- _TASK STATEMENT_: Could you extract every entry below and reproduce it exactly?
━━ DATA EXCERPTS ━━
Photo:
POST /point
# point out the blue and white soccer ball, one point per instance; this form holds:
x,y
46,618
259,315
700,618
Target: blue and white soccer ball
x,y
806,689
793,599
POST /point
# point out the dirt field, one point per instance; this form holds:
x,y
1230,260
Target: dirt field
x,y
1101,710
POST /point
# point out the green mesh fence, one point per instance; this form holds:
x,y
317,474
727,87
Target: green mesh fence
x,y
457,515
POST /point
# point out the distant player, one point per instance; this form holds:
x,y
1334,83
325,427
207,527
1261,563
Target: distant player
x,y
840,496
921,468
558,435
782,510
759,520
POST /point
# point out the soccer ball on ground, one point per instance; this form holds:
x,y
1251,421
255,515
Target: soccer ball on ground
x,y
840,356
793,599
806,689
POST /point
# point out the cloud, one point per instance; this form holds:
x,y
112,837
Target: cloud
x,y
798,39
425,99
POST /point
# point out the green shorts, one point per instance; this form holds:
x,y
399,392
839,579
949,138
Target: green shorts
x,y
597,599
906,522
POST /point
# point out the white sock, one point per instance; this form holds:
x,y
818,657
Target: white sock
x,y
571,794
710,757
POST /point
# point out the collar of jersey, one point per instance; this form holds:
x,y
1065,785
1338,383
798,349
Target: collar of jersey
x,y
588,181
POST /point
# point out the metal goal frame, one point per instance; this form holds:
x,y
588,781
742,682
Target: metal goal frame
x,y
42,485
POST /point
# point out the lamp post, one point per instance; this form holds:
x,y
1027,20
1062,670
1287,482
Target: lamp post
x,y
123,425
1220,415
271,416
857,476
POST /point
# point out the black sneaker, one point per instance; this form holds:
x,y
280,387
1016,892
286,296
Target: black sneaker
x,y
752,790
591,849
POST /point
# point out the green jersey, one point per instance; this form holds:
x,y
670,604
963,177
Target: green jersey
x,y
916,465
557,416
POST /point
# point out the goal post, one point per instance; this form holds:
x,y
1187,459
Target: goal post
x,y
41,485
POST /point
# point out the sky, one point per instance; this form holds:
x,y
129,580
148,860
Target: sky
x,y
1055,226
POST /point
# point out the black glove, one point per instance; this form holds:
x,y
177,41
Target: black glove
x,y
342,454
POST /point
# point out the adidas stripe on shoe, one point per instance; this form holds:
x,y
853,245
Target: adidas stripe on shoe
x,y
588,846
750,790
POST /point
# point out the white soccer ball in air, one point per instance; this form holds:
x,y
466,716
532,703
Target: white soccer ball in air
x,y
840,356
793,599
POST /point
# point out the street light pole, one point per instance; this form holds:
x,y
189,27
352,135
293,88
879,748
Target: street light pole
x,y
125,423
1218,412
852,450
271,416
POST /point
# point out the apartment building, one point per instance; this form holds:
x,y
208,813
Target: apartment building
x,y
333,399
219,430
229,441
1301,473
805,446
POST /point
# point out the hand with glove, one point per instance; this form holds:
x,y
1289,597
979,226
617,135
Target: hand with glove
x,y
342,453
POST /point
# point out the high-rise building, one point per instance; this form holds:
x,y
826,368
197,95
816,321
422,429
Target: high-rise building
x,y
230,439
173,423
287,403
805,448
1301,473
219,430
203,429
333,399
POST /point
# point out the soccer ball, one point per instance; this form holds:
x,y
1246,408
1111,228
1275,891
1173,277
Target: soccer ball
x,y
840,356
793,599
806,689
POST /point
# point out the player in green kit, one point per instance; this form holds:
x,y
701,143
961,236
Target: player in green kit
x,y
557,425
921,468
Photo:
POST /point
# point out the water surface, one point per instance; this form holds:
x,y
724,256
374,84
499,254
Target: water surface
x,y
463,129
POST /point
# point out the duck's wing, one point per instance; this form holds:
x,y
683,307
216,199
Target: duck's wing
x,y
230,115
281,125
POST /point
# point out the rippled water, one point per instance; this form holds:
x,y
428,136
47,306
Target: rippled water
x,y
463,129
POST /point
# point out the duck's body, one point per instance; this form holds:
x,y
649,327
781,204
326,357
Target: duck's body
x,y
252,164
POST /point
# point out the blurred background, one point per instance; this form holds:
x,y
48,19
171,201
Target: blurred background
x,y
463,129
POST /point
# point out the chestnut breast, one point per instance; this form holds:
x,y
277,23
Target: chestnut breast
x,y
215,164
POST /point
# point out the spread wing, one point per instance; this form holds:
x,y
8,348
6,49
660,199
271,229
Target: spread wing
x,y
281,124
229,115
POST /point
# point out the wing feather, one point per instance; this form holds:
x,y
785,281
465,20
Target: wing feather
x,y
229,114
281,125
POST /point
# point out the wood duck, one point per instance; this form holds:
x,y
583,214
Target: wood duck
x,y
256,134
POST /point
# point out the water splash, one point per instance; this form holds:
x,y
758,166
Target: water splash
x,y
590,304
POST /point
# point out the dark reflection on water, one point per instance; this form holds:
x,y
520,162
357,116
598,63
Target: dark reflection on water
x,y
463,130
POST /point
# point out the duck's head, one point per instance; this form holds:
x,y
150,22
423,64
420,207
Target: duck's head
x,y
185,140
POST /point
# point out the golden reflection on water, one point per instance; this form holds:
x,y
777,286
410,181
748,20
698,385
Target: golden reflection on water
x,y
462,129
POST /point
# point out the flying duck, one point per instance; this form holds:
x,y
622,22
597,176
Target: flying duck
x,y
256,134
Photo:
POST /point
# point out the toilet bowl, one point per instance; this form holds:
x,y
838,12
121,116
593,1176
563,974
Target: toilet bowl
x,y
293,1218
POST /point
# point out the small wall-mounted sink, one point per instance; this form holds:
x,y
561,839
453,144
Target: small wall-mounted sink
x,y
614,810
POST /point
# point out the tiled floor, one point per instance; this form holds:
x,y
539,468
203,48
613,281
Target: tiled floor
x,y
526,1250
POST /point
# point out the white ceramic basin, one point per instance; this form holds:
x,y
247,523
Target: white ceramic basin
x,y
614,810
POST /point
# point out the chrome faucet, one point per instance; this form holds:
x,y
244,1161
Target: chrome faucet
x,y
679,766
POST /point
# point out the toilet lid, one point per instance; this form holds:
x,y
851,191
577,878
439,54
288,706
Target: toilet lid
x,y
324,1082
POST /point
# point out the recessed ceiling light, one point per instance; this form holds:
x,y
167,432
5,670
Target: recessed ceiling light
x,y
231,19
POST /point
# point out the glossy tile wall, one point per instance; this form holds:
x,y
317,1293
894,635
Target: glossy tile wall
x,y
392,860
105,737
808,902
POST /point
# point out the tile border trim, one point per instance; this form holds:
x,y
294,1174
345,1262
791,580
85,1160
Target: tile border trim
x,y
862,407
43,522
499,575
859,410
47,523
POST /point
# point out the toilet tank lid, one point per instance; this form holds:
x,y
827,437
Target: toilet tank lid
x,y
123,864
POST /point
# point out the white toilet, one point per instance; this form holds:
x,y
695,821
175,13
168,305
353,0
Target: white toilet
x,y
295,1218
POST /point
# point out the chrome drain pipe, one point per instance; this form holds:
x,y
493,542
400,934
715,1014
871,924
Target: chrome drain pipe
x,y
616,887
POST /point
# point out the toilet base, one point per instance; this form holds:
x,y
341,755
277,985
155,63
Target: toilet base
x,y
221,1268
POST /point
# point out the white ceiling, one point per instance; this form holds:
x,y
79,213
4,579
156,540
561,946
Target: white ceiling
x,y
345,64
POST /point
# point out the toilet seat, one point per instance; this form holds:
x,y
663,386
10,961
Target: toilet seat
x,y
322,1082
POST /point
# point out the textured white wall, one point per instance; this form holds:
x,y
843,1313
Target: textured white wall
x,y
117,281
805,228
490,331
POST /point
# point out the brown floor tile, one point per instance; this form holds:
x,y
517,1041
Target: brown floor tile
━━━
- _OUTPUT BELOW_:
Photo:
POST /point
# point out the blue and white soccer ball, one point per instance; this form holds:
x,y
46,618
259,315
700,618
Target: blue and white soccer ball
x,y
806,689
793,599
POST /point
# point out the dirt field, one point per instance; this form holds:
x,y
1230,260
Target: dirt field
x,y
1101,710
POST /point
# point out the green mesh fence, one point per instance; this form holds:
x,y
317,474
727,87
Target: green mesh fence
x,y
457,515
POST /point
# point out the distant player, one point per instance; this form holds:
x,y
1334,83
325,427
207,527
1261,563
Target: distant player
x,y
840,496
921,468
558,435
782,510
759,520
POST /point
# point out the soccer ball on ground, one point per instance; this form holds:
x,y
1251,421
255,515
Target: soccer ball on ground
x,y
840,356
793,599
806,689
POST /point
# point out the cloud, one point per instance; this form holds:
x,y
112,837
Target: cloud
x,y
798,39
425,99
POST /point
# point out the green shorts, one point per instance; this form holds:
x,y
399,392
839,579
949,138
Target: green shorts
x,y
597,599
906,522
POST /point
# point out the white sock, one point per instance; this form holds:
x,y
818,657
Target: white sock
x,y
571,794
710,757
POST /point
# point out the collar of jersey, one point per instance; this form holds:
x,y
1065,785
1338,383
798,349
Target: collar of jersey
x,y
588,181
POST /point
# point out the metal goal frame, one point per instance; this form holds:
x,y
588,781
742,682
Target: metal goal frame
x,y
42,485
POST /point
# point out the lamp post, one point per instance; this form holds:
x,y
1027,20
1062,670
1287,482
Target: lamp post
x,y
123,425
1220,415
271,416
857,476
POST /point
# point out the black sneaker, one point per instance; this form holds:
x,y
280,387
1016,892
286,296
Target: black sneaker
x,y
752,790
591,849
POST /point
# point out the green jersey, one point per instance; this form holds:
x,y
670,604
963,177
Target: green jersey
x,y
916,465
557,416
POST /point
# point out the goal post, one point per instance; this form holds:
x,y
1187,459
Target: goal post
x,y
41,485
POST /point
# point out the sky, one point per instance; this form holds:
x,y
129,580
148,860
Target: sky
x,y
1055,226
POST /point
# point out the black glove, one point per instance; this form holds:
x,y
177,41
Target: black glove
x,y
342,454
POST /point
# point out the adidas stripe on shoe, one point per instance; this form holds:
x,y
853,245
Target: adidas stripe on shoe
x,y
588,846
750,790
POST /point
# point out the white soccer ball in air, one point per instance; this form holds:
x,y
466,716
532,703
Target: white soccer ball in air
x,y
840,356
793,599
POST /point
# point out the street light pole, one point per instance; this form holds:
x,y
189,27
352,135
293,88
879,748
Target: street light pole
x,y
125,423
1218,412
852,450
271,416
POST /point
# point out the apartment building, one point per instance; this form holds:
x,y
208,813
Target: apartment building
x,y
333,399
219,430
229,441
1301,473
805,446
POST /point
# point out the hand with glove, one point per instance; this form holds:
x,y
1289,597
979,226
617,135
Target: hand with glove
x,y
342,453
POST /point
# point out the high-rise building, one point per instance; this form holds:
x,y
826,368
197,95
816,321
422,429
Target: high-rise building
x,y
230,439
173,423
287,403
805,448
1301,473
219,430
203,429
333,399
POST /point
# point out the soccer ball, one point per instance; this form holds:
x,y
1246,408
1111,228
1275,891
1173,277
Target: soccer ball
x,y
840,356
793,599
806,689
POST /point
# point out the player in green kit, one point per instance; this form holds:
x,y
701,143
961,236
Target: player in green kit
x,y
557,425
921,468
Photo:
POST /point
# point out the water surface, one point per instance; this form holds:
x,y
724,256
374,84
499,254
Target: water surface
x,y
463,129
POST /point
# point out the duck's wing, one point per instance; this form holds:
x,y
683,307
216,199
Target: duck's wing
x,y
230,115
281,125
POST /point
# point out the rippled water, one point per instance; this form holds:
x,y
428,136
47,306
Target: rippled water
x,y
463,129
POST /point
# point out the duck's body, one point per instance; this form holds:
x,y
649,327
781,204
326,357
Target: duck's body
x,y
252,164
POST /point
# point out the blurred background, one point per instance; this form holds:
x,y
48,19
171,201
Target: blurred background
x,y
463,129
POST /point
# point out the chestnut breast, one point per instance; this form holds:
x,y
277,23
Target: chestnut breast
x,y
215,164
POST /point
# point out the spread wing, one point per instance; this form holds:
x,y
8,348
6,49
660,199
271,229
Target: spread wing
x,y
281,124
229,115
POST /point
# point out the wing feather, one point per instance; this form holds:
x,y
785,281
465,20
Target: wing feather
x,y
229,114
281,125
POST /point
# point out the wood duck, one point per instance; this form holds:
x,y
583,214
Target: wood duck
x,y
256,134
POST /point
# point out the water splash, one point per instance; this form holds:
x,y
758,166
Target: water splash
x,y
590,304
POST /point
# point out the dark reflection on water, one point per instance; this form holds:
x,y
520,162
357,116
598,63
Target: dark reflection on water
x,y
463,130
POST /point
# point out the duck's head, one point per instance; this form holds:
x,y
150,22
423,64
420,207
Target: duck's head
x,y
185,140
POST /point
# point out the golden reflection on water, one point per instance; this form holds:
x,y
777,286
410,181
748,20
698,385
Target: golden reflection on water
x,y
462,129
POST /point
# point out the flying duck, one point per instance; this form holds:
x,y
622,22
597,176
Target: flying duck
x,y
256,134
Photo:
POST /point
# point out the toilet bowl, one point per instance; this form holds:
x,y
838,12
121,116
593,1176
563,974
Target: toilet bowl
x,y
293,1218
POST /point
# point out the small wall-mounted sink, one point per instance; this form holds:
x,y
561,839
453,144
Target: small wall-mounted sink
x,y
614,810
POST /point
# point out the tiled floor, one point per instance; this form holds:
x,y
539,468
203,48
613,281
Target: tiled floor
x,y
526,1250
POST /point
# point out the white ceramic basin, one point per instance; this form holds:
x,y
247,523
Target: white ceramic basin
x,y
614,810
POST /point
# point out the chrome faucet, one point per instance; this form holds:
x,y
244,1161
Target: chrome faucet
x,y
679,766
POST /point
# point out the toilet lid, one point per instance; this form holds:
x,y
851,191
577,878
439,54
288,706
Target: toilet lid
x,y
324,1082
POST /point
# point out the recessed ceiling light, one point per instance; this form holds:
x,y
167,432
5,670
Target: recessed ceiling light
x,y
231,19
POST /point
# point out the glossy tile wall, one point per instance; this form holds:
x,y
317,1293
894,635
Target: glossy tile wall
x,y
392,860
105,737
808,902
POST /point
# point out the tile border trim, one point per instance; this form holds:
x,y
294,1174
345,1262
791,580
85,1160
Target: tile border trim
x,y
862,407
43,522
499,575
859,410
47,523
POST /point
# point out the toilet tank lid, one point per instance; this form holds:
x,y
827,437
Target: toilet tank lid
x,y
123,864
POST /point
# point out the white toilet, one point per instance; this form holds:
x,y
695,821
175,13
168,305
353,0
Target: white toilet
x,y
295,1218
POST /point
# point out the chrome drain pipe, one point per instance; this form holds:
x,y
493,542
400,934
715,1014
871,924
Target: chrome drain pipe
x,y
616,887
POST /point
# point out the toilet base, one point per instance; this form holds:
x,y
341,755
277,985
155,63
Target: toilet base
x,y
221,1268
POST /point
# point out the white ceiling, one point per instance; this form holds:
x,y
79,213
4,579
156,540
561,946
Target: white ceiling
x,y
345,64
POST /point
# point out the toilet seat, one point per instance; this form holds:
x,y
663,386
10,961
Target: toilet seat
x,y
322,1082
POST /point
# point out the textured white wall, one point per instance; this form holds:
x,y
843,1313
Target: textured white wall
x,y
117,281
805,228
490,331
POST /point
# point out the brown floor tile, one point per instance; this form holds:
x,y
517,1041
Target: brown floor tile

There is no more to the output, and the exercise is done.